(Selected passage)

Posted by bruceneville 3 months ago

Well said, @bruceneville!

Posted by connlindajo 3 months ago

I've been turning this post around in my head for a few days, since coming across it.

First, Sam, your engagement with this platform is always appreciated, and I can personally say that your comments encouraged me to keep observing and enjoying my time out and about! I like reading through your thought process and evolution on this. It has made me think through my own thoughts, which involve the accuracy of identifications.

--

Tonight, I'm working through a set of BRIT herbarium samples, georeferencing specimens collected in 1949, looking at the lovely reproductive structure of Physostegia pulchella collected roadside in a bar ditch near Royse City. This species has fewer than 600 observations today on iNat, and roughly a third are research grade. (I'll swing back to this a bit.) It's not that commonly observed.

The specimen I'm looking was collected by V.L. Cory (1949) and was later reviewed by three trusted identifiers (Shinners, 1951; Mahler; 1978; Cantino; 1980). All identifiers agree on the genus. But there are three different species-level ID, with the last identifiers settling on P. pulchella. This isn't a case of synonyms; it's three different IDs provided by four identifiers.

Was the final ID based on a species that was undescribed when the specimen was collected? Possibly. Did the literature improve over time? Is the final ID provided correct?

... and are the iNat IDs correct?

--

When I first started using iNat, it served both as a learning and engagement tool. I would have never gone down this path without it. It was actually the first app I ever installed on my phone, and it's the only social media I use of any kind. (You'd never know I work as a web developer in my off time.) But, I was planning on going on a group walk at Bison Hill and I didn't want to be the only person who didn't know how to use iNaturalist.

(End Selected passage)

Instructions:
(1) In the forum thread, switch "samples" to "sheets" and write out the part that opens with the words containing "First, Sam, your" and closes with "that commonly observed.".
(2) According to the forum thread, who collected the Physostegia pulchella specimen being georeferenced, and in what year?
(3) Carry the forum thread on from its final sentence.

(Dataset content)

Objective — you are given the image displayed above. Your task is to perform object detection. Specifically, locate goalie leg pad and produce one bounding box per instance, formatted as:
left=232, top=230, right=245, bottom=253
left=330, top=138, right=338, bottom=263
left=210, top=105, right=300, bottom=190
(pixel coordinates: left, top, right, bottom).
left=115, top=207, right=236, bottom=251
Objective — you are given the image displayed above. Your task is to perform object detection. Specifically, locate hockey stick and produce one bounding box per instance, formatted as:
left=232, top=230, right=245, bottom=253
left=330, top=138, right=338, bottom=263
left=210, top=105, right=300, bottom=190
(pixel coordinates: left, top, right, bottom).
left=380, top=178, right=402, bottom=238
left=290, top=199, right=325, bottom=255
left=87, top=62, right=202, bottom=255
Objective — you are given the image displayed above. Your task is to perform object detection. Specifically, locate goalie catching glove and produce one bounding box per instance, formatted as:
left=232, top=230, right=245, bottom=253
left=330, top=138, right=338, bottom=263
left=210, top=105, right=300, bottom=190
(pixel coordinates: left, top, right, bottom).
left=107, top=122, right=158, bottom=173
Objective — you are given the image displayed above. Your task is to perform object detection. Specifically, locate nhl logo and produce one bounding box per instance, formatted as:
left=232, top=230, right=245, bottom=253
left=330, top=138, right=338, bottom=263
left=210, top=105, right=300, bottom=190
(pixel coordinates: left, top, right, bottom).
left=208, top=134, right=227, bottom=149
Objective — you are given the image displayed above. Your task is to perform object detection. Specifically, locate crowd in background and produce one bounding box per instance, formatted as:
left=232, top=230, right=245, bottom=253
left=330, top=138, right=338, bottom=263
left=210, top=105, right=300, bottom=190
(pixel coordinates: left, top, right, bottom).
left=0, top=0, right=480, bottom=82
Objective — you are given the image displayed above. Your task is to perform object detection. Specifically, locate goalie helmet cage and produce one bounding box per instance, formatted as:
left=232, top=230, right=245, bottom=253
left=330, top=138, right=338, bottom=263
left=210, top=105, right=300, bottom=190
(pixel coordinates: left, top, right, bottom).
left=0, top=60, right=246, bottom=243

(End Dataset content)

Answers per task:
(1)
First, Sam, your engagement with this platform is always appreciated, and I can personally say that your comments encouraged me to keep observing and enjoying my time out and about! I like reading through your thought process and evolution on this. It has made me think through my own thoughts, which involve the accuracy of identifications.

--

Tonight, I'm working through a set of BRIT herbarium sheets, georeferencing specimens collected in 1949, looking at the lovely reproductive structure of Physostegia pulchella collected roadside in a bar ditch near Royse City. This species has fewer than 600 observations today on iNat, and roughly a third are research grade. (I'll swing back to this a bit.) It's not that commonly observed.

(2) V.L. Cory collected it in 1949.

(3)
Thus, the start of my amateur botany hobby. I've never looked back once I started using iNat. Within a week I was pretty much documenting everything I could... here I am today. I've located three previously undocumented prairie remnants; I can identify hundreds of hyper-local limestone remnant species; I am hopefully about to begin serving as a volunteer land manager for one of those remnants.

So!

I see such good in the way we use iNaturalist because of how it's impacted me, regardless of the imperfections of the data we collect.

I see such good in the way others benefit from using iNaturalist as well, imperfections and all.

--

These days iNat serves more as a documentation tool for me. I like to document plants throughout the year precisely for the reasons others have said - it's helpful to know how plants look when they aren't flowering. When do they sprout? What do they look like after the first frost? I focus on items I can ID with high confidence when I do this. I also occasionally document cultivated species for this reason, so long as species can also be found in remnants within a mile from my home.

--

And... now going back to my 1949 herbarium specimen, with all its beauty and reproductive structure on display.

Spending time with herbarium specimens has made me less and less confident about IDs (which is not a bad thing). I assume a 3% inaccuracy rate across the board on iNat for plants. The computer vision has gotten increasingly better over the 21 months I've been here.

And yet...

As I study the past, the more I see that species are missing from our documentation on iNat.

Today, there are people on iNat who painstakingly work through thousands of species to get them right for accuracy. They add missing species. They make journals to describe them.

But I wonder... how much are we missing?

How are we doing on with Symphotrichum, for example? Why has nobody documented Symphotrichum eulae?

Why do I have the only observation of (non-native) Erysimum repandum in the county?

What if 3% is too low, what is the inaccuracies are higher?

...

I don't know how to square this.

But I have to balance the imperfections of data we collect and how we collect it with the net positive. iNat changes lives; changed lives advocate for the future.

So, here is to loosening up.

Posted by scarletskylight 3 months ago

I'm waiting for your international observations!